**** Dataset records

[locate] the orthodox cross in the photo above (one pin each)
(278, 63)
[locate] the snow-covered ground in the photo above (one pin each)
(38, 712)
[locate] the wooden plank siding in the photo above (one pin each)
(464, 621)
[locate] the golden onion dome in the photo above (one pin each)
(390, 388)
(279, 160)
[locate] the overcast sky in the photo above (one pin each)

********
**** Dataset records

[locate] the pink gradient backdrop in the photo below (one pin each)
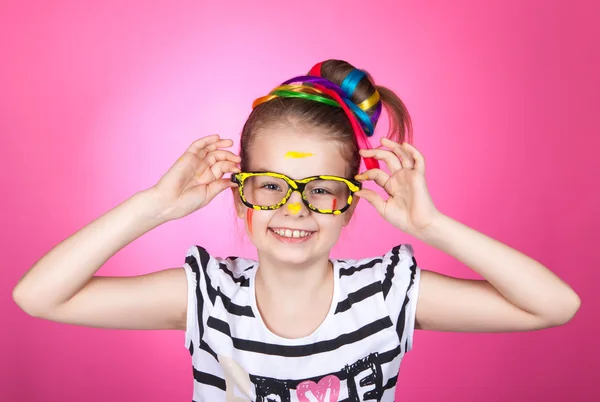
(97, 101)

********

Give the lines of the data above as a JSON list of strings, one string per line and no others. Start with the line that contains "[locate] the golden" and go on through the line that contains "[locate] the overcast", including both, and leave out any blank lines.

Complete response »
[
  "[locate] the golden onion dome in the photo above (one pin each)",
  "(390, 388)",
  "(279, 160)",
  "[locate] the overcast sky in the photo above (one pin each)"
]